Цитируемый текст:
Кровавые следы. Боевой дневник пехотинца во Вьетнаме - Кристофер Роннау 23 стр.


После того, как я несколько месяцев слушал про связанные с выживанием странности, смертельные риски и вероятности, у меня сложилось впечатление, что чем раньше во время своей командировки джи-ай подвергался смертельной опасности, тем больше он переживал о своей возможной смерти к концу. Вероятно, психике было легче приспосабливаться к боевой обстановке постепенно. Так или иначе, мне показалось, что если два парня провели во Вьетнаме одно и тоже время и оба видели примерно одно количество крови и мяса, тот парень, что увидел их раньше, к концу становился более нервным. Как будто они страдали от некой разновидности посттравматического синдрома, который заставлял их волноваться, постоянно переживать и рассуждать вслух о возможности погибнуть в последнем патруле.

В самом начале взвод Конклина был почти полностью уничтожен в Лок Нинь, Теперь Конклин стал, как говорится, "таким коротким, что мог бы спрыгнуть с десятицентовой монетки", и был убеждён, что его подстрелят, если он ещё раз выйдет в поле.

Примеры разметки точками:

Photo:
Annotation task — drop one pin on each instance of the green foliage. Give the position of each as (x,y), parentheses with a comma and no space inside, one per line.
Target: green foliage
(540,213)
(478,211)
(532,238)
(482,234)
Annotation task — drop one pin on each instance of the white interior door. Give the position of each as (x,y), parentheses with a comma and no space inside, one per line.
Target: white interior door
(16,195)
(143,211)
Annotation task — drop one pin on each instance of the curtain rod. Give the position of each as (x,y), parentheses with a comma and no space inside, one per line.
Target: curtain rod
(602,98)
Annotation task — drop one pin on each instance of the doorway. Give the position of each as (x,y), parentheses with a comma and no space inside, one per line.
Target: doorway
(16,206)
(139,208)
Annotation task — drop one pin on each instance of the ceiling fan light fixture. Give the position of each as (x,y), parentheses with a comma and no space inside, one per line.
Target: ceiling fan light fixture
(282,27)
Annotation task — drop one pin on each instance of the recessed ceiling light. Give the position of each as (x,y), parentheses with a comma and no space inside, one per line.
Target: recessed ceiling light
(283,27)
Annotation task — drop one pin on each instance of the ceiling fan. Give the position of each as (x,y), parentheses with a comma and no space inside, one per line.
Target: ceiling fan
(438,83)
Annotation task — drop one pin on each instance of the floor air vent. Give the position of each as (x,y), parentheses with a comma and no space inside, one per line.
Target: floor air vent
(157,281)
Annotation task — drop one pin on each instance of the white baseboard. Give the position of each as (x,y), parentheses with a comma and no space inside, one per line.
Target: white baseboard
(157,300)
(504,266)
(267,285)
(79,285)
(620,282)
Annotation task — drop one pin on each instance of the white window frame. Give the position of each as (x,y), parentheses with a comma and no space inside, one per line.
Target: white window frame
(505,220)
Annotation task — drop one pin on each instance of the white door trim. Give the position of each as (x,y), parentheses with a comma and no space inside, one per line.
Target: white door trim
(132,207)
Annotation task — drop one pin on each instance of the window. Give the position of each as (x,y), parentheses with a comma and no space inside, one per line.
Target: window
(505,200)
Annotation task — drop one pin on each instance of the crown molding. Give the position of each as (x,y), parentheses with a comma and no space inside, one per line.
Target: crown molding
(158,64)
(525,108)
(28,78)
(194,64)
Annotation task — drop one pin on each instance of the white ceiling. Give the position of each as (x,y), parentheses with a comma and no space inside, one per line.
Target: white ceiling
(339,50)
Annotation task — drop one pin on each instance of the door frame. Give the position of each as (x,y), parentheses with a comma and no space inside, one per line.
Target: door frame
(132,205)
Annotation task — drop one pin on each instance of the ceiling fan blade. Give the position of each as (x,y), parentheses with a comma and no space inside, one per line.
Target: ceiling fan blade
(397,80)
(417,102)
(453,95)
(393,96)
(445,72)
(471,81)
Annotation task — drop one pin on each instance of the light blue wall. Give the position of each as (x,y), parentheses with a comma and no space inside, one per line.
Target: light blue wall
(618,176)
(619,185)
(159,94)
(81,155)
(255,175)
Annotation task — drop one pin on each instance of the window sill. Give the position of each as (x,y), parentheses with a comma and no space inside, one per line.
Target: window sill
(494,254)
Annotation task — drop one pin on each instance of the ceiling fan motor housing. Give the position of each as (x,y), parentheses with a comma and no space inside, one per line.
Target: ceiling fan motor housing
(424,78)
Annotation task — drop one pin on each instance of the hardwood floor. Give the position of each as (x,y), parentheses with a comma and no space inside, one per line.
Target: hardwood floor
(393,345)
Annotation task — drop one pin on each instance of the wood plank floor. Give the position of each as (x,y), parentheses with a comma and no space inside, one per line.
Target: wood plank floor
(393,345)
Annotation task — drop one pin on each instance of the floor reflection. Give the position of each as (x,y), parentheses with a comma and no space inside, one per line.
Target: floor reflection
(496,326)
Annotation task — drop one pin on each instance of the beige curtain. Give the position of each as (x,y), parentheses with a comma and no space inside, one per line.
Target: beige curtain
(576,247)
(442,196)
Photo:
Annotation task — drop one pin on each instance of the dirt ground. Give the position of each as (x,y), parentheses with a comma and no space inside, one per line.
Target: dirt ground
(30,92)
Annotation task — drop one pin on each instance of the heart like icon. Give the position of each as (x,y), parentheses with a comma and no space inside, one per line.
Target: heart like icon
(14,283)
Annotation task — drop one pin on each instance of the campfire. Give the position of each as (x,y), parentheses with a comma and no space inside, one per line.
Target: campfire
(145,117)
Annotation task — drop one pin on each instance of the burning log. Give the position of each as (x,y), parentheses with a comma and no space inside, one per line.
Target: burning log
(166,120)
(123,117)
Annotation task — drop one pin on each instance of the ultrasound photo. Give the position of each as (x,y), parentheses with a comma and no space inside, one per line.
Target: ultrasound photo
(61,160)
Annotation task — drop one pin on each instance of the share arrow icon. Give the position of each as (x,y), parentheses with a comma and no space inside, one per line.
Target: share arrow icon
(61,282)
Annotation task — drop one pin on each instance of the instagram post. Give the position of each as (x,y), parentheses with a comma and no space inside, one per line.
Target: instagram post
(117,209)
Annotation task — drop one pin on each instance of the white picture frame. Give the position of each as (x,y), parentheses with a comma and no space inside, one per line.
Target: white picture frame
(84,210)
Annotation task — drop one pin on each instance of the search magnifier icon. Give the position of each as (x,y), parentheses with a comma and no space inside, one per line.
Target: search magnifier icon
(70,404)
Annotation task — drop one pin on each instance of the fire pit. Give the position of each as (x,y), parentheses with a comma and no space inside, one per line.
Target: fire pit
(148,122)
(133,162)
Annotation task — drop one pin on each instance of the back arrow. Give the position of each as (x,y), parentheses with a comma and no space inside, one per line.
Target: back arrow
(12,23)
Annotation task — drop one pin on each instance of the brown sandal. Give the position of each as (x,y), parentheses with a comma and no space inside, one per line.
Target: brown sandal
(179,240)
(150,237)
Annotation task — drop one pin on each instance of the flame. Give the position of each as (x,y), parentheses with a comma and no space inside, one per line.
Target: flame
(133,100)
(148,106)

==

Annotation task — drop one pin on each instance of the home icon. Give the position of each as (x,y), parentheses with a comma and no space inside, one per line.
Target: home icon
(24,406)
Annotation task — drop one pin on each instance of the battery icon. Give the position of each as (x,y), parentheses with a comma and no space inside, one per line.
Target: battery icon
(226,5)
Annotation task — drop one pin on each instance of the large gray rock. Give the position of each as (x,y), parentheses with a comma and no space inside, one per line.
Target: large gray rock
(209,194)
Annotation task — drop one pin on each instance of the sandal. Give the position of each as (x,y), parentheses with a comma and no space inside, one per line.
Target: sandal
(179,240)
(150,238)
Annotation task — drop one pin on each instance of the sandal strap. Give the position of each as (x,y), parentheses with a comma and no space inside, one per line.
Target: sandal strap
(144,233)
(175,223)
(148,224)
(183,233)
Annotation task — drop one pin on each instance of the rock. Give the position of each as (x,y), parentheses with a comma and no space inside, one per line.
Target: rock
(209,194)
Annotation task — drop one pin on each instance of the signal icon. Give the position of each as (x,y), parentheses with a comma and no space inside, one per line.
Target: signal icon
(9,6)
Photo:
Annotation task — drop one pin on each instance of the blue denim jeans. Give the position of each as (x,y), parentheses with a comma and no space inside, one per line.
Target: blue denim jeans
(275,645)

Что требуется:
**A.** Согласуются ли с цитируемым текстом утверждения ниже? (i) Взвод Конклина в самом начале был почти полностью уничтожен в Лок Нинь. (ii) Согласно тексту, психике было легче приспосабливаться к боевой обстановке сразу, а не постепенно. (iii) Конклин был уверен, что при следующем выходе в поле с ним ничего не случится. Для каждого ответьте «да» или «нет» и дословно приведите решающие слова текста.
**B.** Посчитайте, сколько строк записей содержат строку «home», с учётом регистра. В ответе укажите только число.

Ответы к упражнениям:
**A.**
(i) Да: «В самом начале взвод Конклина был почти полностью уничтожен в Лок Нинь».
(ii) Нет: «Вероятно, психике было легче приспосабливаться к боевой обстановке постепенно».
(iii) Нет: «был убеждён, что его подстрелят, если он ещё раз выйдет в поле».

**B.** 2